§ **Given instruction**:
Reproduce the data word for word, from the line containing "Expected behaviour: for every instance of the ivy" through the end of the data, and include nothing else.
↓
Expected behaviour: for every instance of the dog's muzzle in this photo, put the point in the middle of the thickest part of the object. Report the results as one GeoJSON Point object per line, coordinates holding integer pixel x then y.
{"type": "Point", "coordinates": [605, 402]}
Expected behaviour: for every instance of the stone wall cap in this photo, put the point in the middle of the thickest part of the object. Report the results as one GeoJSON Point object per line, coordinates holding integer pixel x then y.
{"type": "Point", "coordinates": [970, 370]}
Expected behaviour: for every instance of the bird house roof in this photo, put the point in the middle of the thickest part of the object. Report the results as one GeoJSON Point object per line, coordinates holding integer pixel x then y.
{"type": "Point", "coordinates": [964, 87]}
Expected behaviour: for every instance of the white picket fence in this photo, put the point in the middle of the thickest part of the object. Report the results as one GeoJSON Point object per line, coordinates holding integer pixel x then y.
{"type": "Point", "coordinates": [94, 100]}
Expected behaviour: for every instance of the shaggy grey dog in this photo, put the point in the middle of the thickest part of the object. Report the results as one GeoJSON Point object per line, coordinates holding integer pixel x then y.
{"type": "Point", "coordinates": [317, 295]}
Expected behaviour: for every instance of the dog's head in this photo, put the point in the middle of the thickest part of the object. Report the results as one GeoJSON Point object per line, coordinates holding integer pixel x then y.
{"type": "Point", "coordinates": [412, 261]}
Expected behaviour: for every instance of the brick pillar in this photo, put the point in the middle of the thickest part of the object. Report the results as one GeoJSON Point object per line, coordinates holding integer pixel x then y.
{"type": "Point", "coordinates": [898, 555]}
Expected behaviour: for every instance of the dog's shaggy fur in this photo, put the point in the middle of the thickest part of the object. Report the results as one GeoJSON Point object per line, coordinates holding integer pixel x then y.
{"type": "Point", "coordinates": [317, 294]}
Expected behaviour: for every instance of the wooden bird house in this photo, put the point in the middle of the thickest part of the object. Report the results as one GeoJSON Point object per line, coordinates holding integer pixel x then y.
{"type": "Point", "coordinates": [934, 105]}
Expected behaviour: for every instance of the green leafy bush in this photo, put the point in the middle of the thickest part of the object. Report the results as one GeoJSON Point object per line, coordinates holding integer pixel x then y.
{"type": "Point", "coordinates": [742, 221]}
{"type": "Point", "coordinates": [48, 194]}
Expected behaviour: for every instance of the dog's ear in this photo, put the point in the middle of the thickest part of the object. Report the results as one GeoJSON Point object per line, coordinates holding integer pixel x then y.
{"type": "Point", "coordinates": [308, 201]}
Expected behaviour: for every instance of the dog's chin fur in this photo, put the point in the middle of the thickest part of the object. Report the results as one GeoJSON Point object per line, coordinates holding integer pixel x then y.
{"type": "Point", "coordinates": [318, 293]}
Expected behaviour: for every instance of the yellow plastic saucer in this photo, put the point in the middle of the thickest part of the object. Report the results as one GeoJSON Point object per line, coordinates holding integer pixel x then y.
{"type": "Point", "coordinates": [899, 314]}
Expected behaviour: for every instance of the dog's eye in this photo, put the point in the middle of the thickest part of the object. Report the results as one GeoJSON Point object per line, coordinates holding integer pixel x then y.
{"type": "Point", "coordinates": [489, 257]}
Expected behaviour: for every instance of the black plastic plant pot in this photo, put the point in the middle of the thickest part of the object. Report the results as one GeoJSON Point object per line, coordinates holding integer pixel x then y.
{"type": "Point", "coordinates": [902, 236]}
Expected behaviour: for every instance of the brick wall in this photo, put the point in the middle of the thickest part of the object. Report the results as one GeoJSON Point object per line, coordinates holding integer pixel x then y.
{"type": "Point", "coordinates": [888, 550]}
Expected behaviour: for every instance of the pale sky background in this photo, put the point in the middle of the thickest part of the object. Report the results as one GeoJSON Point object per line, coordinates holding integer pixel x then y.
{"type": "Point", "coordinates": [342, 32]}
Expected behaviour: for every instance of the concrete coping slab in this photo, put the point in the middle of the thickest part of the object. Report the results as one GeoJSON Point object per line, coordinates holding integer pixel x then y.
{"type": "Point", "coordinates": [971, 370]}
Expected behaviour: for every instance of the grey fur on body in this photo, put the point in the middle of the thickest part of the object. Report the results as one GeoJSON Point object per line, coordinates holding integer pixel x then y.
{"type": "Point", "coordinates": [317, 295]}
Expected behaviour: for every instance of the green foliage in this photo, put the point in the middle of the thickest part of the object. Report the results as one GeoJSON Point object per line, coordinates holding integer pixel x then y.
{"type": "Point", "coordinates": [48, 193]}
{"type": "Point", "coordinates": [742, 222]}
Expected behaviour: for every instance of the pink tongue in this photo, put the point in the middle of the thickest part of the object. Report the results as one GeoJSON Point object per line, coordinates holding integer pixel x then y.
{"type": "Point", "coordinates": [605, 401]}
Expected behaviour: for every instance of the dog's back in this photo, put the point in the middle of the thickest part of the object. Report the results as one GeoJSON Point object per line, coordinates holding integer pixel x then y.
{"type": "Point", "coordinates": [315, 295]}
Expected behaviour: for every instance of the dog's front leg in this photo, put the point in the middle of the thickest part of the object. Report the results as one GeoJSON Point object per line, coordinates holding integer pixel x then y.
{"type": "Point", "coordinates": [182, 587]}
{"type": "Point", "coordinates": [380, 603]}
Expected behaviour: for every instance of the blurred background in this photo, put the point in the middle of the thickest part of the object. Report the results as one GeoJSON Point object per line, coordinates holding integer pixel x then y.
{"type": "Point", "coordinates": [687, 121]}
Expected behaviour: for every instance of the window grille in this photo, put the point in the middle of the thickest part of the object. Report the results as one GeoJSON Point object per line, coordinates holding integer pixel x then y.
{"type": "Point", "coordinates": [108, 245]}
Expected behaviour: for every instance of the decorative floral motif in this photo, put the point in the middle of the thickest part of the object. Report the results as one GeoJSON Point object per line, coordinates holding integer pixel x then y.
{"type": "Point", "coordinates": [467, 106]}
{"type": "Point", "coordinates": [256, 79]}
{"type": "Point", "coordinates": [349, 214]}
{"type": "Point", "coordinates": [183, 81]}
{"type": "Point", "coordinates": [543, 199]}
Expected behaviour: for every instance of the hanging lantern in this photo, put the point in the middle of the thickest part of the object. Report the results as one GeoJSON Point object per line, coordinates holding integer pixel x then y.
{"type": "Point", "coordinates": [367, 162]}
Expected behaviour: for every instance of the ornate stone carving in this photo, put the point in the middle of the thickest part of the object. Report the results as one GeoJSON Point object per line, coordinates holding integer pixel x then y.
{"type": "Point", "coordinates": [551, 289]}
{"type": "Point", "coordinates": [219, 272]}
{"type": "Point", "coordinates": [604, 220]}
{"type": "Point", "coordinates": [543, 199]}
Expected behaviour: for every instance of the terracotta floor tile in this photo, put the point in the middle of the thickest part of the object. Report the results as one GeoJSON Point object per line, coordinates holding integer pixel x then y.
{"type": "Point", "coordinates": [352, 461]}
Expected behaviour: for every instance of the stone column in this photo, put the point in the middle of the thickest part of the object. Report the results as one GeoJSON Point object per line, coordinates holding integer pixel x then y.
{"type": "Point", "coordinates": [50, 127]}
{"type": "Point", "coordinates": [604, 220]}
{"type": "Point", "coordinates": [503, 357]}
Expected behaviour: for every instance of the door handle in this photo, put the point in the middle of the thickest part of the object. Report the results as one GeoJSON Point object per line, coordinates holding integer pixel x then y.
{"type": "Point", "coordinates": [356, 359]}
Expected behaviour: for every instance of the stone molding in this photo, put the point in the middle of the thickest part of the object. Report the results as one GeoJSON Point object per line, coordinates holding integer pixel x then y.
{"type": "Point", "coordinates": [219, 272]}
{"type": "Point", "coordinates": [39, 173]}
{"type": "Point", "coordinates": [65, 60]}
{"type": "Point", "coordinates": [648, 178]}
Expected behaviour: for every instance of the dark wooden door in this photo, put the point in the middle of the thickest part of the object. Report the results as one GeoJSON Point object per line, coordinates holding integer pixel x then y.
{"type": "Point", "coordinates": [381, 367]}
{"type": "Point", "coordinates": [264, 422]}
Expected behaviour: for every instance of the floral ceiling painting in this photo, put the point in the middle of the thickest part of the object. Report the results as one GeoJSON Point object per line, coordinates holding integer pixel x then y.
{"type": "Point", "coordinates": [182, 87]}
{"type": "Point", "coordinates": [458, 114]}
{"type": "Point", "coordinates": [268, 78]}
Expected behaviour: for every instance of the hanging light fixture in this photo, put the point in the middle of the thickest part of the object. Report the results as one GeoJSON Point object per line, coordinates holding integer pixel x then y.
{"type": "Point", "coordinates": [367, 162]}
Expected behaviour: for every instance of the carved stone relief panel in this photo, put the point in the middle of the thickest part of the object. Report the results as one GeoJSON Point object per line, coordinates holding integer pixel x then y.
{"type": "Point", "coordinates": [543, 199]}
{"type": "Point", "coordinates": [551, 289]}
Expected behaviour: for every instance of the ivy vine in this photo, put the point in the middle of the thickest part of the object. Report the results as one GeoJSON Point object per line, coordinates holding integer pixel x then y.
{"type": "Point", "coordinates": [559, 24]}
↑
§ **Answer**:
Expected behaviour: for every instance of the ivy vine in this photo, put the point in the middle of the thickest part of the object. Report the results as one GeoJSON Point object per line, coordinates holding integer pixel x then y.
{"type": "Point", "coordinates": [559, 24]}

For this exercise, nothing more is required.